THE DATA
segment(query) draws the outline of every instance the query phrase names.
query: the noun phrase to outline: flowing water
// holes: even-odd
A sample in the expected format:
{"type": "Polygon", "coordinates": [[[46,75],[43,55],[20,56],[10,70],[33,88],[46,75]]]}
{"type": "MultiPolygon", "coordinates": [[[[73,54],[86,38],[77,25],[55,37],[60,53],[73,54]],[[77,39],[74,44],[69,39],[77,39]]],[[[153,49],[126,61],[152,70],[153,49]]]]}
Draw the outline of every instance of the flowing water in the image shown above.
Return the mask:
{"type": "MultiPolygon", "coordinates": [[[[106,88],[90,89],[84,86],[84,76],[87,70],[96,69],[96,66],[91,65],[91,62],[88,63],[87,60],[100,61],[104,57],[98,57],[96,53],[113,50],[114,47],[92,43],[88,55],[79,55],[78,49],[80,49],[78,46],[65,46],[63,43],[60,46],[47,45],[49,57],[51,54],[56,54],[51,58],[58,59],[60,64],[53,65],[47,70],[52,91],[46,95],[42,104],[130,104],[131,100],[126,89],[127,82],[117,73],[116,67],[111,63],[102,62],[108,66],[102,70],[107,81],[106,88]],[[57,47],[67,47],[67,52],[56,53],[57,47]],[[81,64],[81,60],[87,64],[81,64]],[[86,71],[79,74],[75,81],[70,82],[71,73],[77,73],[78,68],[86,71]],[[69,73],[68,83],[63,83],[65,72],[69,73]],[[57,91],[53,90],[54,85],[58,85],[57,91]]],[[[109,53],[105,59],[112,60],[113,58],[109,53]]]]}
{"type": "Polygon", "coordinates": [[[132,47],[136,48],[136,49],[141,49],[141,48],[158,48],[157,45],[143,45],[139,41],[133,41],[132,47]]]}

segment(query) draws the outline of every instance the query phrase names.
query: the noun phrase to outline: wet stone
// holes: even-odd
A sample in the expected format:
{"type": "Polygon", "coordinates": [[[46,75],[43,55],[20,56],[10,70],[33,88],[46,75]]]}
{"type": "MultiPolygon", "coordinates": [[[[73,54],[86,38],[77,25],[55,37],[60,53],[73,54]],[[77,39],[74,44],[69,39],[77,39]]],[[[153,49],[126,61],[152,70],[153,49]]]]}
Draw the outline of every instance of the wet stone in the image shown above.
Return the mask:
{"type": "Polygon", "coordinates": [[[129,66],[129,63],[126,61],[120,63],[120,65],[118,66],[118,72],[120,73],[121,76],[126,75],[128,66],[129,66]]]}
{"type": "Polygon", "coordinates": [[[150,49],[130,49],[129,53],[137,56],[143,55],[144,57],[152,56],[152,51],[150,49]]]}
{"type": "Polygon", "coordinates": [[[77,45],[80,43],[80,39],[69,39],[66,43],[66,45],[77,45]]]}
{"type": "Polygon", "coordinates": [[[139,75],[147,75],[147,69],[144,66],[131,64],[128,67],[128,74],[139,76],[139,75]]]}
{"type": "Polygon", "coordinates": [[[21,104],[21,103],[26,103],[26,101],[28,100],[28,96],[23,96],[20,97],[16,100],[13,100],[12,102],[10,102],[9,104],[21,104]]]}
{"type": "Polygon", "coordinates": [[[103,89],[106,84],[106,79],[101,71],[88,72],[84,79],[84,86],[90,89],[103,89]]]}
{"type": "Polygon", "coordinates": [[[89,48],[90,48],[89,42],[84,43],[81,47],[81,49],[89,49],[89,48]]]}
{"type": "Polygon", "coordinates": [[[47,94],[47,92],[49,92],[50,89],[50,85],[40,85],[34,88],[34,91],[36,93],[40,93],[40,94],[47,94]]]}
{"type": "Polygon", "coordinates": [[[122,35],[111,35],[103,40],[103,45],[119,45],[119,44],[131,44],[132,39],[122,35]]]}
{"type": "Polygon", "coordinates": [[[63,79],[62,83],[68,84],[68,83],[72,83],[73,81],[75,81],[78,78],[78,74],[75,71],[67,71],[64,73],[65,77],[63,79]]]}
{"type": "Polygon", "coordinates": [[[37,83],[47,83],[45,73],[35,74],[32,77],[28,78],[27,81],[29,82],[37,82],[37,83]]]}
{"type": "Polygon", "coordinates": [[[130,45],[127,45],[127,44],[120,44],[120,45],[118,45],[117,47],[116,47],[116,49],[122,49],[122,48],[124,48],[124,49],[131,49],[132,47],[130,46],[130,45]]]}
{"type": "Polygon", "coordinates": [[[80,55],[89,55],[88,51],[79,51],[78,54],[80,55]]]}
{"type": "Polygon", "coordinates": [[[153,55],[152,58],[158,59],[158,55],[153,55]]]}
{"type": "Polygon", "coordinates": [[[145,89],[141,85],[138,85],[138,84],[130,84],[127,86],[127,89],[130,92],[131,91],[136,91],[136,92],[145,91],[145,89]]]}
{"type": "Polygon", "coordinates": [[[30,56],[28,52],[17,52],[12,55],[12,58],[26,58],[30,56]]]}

TASK TO COMPLETE
Copy every line from the records that holds the string "above".

EXERCISE RESULT
Draw the outline of every instance of the flowing water in the image shown above.
Draw the outline of every instance of the wet stone in the image shown above.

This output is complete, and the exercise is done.